**Task instructions**
Copies of all lines that contain "window" are needed; take them from the data below.

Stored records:
»»

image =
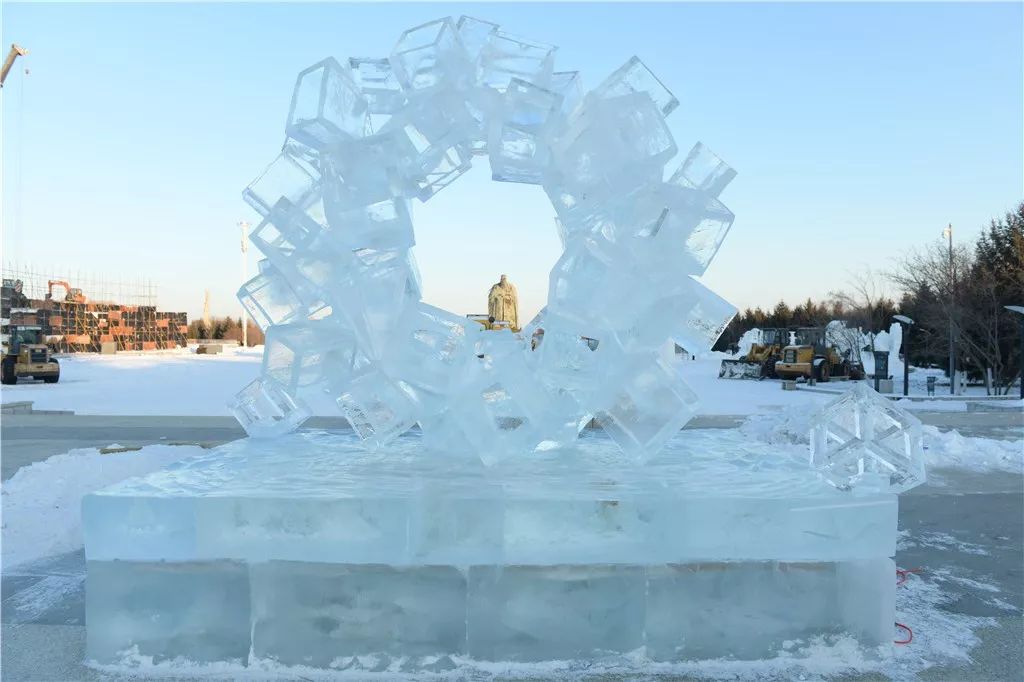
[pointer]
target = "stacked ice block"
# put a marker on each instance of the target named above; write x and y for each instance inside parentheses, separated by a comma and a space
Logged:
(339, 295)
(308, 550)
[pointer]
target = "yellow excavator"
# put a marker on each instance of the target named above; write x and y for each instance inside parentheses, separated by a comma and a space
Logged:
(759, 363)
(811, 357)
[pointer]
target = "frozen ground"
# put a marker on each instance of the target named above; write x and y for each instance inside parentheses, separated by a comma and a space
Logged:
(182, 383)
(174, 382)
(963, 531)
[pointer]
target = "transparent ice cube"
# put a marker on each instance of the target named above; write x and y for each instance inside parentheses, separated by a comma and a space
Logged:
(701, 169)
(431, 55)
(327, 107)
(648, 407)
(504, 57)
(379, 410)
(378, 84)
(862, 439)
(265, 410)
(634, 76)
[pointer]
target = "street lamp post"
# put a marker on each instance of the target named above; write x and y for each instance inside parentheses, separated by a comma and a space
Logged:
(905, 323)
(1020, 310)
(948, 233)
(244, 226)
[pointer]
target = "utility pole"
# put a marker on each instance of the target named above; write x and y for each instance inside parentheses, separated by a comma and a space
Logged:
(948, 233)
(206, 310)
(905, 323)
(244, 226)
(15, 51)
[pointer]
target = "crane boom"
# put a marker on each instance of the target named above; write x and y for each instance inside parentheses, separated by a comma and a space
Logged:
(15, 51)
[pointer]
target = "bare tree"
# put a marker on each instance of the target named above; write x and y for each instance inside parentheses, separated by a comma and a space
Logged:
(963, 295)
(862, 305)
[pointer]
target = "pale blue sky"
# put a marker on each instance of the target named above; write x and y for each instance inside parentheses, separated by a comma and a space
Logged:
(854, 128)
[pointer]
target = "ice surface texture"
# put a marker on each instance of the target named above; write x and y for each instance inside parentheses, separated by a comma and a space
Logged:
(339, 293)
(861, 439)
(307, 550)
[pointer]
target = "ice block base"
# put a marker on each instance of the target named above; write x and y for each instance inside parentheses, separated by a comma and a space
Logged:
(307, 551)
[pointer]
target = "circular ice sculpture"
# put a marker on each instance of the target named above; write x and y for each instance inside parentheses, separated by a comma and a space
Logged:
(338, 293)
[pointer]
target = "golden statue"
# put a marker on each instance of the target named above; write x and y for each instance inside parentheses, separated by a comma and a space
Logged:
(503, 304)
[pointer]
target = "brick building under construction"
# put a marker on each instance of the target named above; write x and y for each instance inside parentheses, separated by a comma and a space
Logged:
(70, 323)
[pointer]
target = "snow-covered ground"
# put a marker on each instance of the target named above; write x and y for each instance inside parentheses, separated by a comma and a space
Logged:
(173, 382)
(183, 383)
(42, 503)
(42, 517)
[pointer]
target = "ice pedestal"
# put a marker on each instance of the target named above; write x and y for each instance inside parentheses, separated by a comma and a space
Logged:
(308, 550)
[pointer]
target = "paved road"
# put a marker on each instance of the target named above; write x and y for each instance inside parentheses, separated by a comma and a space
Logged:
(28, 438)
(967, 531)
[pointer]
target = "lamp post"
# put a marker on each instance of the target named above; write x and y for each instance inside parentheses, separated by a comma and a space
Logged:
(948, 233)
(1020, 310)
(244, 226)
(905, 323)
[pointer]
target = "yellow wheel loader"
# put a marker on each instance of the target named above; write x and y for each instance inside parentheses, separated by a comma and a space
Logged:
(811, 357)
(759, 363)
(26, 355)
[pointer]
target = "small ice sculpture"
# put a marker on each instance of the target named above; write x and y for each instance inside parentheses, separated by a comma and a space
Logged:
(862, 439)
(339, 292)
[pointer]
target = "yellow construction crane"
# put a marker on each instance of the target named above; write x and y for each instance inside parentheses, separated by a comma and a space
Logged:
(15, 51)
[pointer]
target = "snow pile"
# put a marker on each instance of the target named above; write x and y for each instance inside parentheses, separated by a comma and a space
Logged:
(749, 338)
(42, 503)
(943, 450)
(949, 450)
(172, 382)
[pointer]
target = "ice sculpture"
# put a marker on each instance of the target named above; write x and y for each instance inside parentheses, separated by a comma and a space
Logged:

««
»»

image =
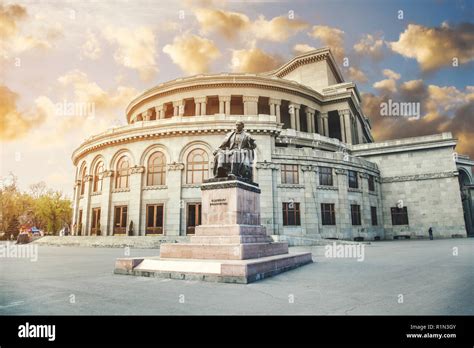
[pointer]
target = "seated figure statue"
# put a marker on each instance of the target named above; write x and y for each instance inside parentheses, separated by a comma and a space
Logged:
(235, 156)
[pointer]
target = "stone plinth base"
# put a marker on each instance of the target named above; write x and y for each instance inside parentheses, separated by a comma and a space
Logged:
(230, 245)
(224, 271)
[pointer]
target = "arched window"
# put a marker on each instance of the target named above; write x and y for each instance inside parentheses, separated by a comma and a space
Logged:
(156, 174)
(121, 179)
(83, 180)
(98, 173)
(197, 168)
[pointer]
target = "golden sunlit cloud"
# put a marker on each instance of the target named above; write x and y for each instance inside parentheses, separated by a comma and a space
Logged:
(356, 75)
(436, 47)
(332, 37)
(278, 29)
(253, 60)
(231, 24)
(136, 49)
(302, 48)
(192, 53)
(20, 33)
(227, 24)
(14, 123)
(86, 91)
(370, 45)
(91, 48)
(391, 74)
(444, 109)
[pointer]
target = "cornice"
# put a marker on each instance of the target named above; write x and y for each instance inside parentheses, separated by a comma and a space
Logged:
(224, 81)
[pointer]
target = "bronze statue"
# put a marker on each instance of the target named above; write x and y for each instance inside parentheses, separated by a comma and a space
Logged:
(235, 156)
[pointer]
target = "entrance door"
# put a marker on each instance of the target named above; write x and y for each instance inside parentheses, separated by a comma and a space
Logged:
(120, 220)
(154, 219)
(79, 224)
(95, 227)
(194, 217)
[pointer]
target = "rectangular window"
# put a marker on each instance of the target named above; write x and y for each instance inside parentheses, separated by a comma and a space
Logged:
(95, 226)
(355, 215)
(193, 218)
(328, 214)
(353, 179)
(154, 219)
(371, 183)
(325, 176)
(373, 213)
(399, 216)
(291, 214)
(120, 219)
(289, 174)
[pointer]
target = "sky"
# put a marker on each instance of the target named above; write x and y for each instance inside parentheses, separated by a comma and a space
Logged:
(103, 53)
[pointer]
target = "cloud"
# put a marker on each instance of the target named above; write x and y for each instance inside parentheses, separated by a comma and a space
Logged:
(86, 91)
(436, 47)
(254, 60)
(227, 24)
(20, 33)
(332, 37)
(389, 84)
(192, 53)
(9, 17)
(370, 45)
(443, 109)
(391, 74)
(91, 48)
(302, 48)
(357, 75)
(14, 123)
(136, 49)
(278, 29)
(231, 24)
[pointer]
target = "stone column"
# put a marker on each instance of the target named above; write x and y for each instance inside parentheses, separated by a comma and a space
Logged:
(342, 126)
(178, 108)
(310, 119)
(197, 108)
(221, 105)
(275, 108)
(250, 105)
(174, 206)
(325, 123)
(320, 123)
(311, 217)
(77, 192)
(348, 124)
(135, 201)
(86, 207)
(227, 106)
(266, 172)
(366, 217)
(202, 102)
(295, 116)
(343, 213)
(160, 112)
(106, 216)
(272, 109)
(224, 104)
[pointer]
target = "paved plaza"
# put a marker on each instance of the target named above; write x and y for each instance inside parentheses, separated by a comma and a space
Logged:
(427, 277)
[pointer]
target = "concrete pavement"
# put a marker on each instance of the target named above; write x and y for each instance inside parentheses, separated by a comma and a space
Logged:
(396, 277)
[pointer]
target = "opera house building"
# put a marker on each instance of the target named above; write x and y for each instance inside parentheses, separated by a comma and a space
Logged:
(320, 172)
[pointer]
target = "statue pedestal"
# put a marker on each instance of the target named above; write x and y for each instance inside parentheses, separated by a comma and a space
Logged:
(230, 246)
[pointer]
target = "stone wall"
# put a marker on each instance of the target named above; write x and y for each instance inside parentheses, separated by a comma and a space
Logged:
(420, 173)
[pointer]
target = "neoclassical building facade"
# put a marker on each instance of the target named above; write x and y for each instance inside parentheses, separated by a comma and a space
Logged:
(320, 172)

««
»»

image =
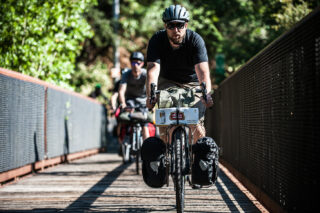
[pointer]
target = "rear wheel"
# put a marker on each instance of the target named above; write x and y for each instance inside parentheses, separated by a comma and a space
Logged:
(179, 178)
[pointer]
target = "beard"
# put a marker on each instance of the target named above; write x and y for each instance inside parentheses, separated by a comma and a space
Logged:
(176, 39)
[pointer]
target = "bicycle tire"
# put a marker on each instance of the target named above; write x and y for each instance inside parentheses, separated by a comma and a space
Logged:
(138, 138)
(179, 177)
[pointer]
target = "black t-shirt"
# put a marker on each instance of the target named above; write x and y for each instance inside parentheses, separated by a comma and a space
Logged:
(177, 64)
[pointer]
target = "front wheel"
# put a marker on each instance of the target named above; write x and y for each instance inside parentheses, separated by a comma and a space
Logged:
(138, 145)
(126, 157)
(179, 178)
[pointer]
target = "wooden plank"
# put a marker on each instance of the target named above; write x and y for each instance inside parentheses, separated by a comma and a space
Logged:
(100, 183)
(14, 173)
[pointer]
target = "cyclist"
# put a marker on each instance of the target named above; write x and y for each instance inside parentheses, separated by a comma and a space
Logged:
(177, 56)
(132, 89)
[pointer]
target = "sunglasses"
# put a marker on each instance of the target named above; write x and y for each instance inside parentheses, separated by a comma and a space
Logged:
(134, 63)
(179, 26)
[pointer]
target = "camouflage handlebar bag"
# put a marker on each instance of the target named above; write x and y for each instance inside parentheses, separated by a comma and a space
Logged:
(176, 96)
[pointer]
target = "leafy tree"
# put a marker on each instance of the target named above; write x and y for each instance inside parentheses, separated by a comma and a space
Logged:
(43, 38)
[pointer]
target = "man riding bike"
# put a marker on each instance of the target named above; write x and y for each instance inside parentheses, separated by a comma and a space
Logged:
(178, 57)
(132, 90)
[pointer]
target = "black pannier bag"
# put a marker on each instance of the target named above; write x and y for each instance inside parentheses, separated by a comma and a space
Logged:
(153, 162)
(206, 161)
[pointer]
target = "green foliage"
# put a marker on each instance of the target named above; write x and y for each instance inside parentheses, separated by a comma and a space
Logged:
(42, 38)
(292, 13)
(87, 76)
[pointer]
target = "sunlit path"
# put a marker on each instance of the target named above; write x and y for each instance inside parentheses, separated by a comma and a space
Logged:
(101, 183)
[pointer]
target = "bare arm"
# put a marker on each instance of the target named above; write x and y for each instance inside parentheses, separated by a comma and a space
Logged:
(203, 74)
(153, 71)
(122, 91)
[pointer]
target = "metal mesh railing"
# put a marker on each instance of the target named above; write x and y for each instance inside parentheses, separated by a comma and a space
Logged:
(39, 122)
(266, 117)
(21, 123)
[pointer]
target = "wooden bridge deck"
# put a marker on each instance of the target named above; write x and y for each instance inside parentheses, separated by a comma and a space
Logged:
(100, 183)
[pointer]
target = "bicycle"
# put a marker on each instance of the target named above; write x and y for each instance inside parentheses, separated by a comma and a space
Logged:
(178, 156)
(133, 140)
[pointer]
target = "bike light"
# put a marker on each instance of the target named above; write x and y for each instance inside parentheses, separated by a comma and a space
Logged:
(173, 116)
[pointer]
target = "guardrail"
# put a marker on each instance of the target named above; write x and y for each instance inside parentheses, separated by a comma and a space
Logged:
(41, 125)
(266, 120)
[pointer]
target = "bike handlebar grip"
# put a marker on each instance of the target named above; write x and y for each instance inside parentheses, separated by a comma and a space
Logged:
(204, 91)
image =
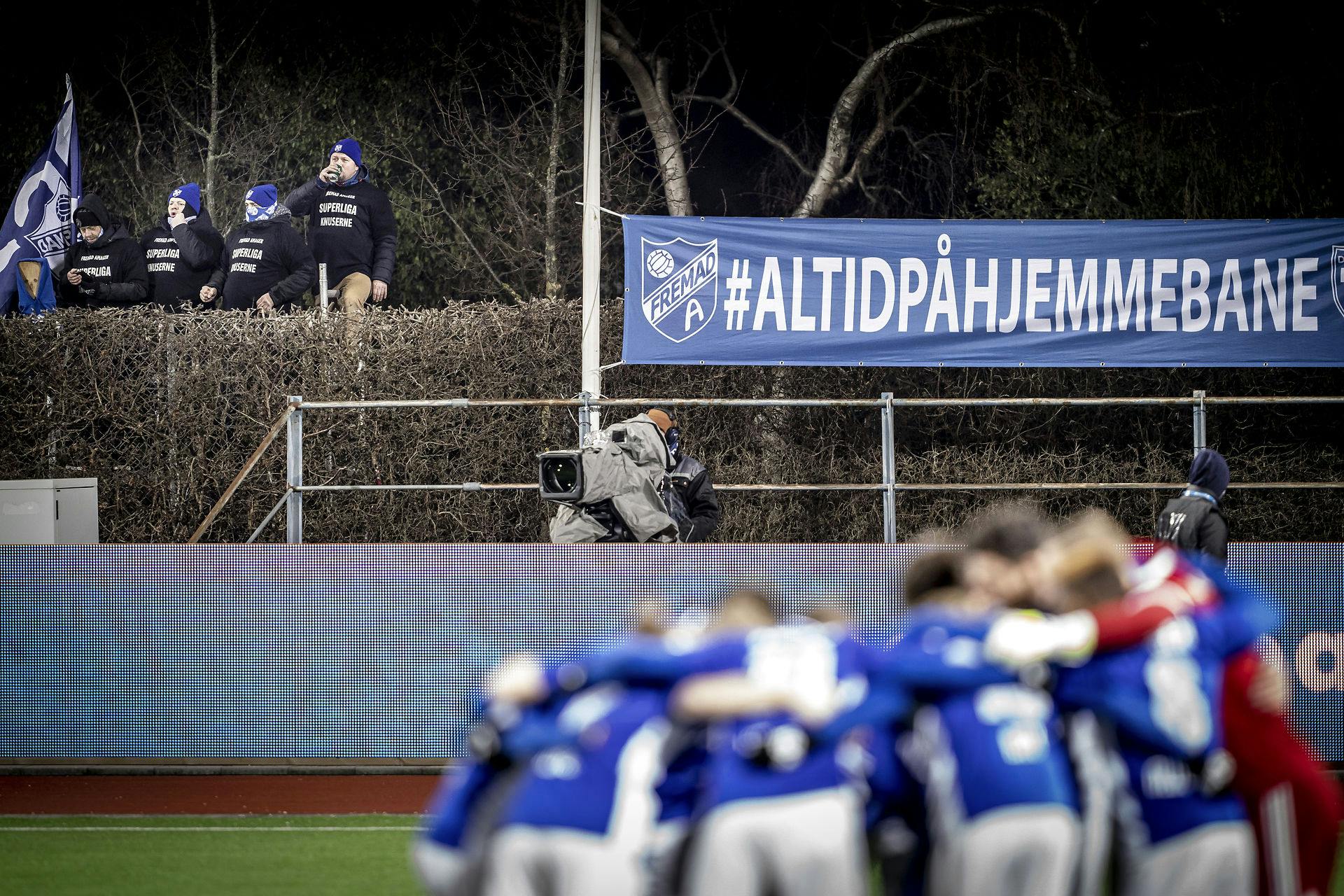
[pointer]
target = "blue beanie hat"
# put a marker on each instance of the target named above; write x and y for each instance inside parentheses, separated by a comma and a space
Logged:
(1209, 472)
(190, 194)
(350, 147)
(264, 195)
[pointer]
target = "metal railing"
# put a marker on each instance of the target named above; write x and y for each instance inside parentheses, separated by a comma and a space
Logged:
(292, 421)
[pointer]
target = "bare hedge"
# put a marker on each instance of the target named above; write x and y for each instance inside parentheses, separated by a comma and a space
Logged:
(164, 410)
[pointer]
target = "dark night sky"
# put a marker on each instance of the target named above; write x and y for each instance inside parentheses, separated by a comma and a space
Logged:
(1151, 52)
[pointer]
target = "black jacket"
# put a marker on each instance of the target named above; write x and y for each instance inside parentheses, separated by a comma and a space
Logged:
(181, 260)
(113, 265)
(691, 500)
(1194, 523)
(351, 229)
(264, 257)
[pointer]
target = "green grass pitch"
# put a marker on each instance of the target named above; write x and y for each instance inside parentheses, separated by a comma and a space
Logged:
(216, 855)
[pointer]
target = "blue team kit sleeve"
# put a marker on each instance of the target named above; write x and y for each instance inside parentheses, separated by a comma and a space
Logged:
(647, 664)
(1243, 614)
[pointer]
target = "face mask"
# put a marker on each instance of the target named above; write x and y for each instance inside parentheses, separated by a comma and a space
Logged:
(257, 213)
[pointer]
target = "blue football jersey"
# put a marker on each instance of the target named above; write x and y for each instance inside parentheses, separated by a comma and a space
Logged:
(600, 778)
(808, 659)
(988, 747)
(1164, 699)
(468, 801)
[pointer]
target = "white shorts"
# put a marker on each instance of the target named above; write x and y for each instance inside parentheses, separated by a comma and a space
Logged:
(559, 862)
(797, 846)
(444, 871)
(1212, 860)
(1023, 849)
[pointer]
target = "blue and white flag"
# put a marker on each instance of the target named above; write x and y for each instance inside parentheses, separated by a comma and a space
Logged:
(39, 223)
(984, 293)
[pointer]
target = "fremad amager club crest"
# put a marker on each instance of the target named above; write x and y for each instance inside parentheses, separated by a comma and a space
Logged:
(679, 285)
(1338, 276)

««

**Solution**
target = "arched window"
target = "rectangular window"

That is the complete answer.